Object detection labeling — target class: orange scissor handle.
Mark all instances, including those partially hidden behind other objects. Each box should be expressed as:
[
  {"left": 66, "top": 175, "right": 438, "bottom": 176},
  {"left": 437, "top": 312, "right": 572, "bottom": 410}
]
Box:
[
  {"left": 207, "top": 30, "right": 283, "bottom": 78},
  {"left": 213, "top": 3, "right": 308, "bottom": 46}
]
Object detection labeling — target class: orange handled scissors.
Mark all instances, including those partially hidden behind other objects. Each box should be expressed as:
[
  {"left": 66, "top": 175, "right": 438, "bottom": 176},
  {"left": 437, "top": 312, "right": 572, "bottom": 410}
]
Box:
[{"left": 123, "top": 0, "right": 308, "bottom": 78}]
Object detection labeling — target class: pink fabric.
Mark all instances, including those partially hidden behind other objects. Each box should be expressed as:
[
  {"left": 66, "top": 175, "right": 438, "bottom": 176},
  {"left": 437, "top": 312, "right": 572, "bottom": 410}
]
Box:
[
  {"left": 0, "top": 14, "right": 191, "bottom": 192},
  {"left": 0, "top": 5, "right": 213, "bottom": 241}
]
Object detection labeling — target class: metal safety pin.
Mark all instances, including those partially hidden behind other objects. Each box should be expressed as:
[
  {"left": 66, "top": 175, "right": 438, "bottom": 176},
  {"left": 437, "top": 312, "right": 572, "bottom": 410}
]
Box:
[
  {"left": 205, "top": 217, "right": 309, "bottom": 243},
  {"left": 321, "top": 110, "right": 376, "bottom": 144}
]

_DIRECTION_
Reproduce each of the records above verbatim, in their original order.

_ANSWER BELOW_
Object detection labeling — target class: orange scissor handle.
Mark all instances, including those partially hidden behind other objects. Each box should be expressed as:
[
  {"left": 66, "top": 175, "right": 438, "bottom": 176},
  {"left": 437, "top": 312, "right": 572, "bottom": 410}
]
Box:
[
  {"left": 207, "top": 30, "right": 283, "bottom": 78},
  {"left": 213, "top": 3, "right": 308, "bottom": 46}
]
Object detection labeling — target class: orange handled scissors.
Mark all instances, including those partially hidden behind other objects. Each box should be expressed as:
[
  {"left": 66, "top": 175, "right": 438, "bottom": 176},
  {"left": 437, "top": 312, "right": 572, "bottom": 410}
]
Box:
[{"left": 123, "top": 0, "right": 308, "bottom": 78}]
Object detection labeling — target class: pink fabric.
Mark all instances, including those partially hidden behind other objects. Each box should be expressed as:
[
  {"left": 66, "top": 175, "right": 438, "bottom": 176},
  {"left": 437, "top": 312, "right": 572, "bottom": 410}
]
Box:
[
  {"left": 0, "top": 14, "right": 191, "bottom": 192},
  {"left": 0, "top": 5, "right": 213, "bottom": 241}
]
Object detection labeling — target class: metal safety pin.
Mark all instances, including those partially hidden behind other objects. Each box should be expressed as:
[
  {"left": 66, "top": 175, "right": 438, "bottom": 176},
  {"left": 437, "top": 312, "right": 572, "bottom": 410}
]
Box:
[
  {"left": 205, "top": 217, "right": 309, "bottom": 243},
  {"left": 321, "top": 110, "right": 376, "bottom": 144}
]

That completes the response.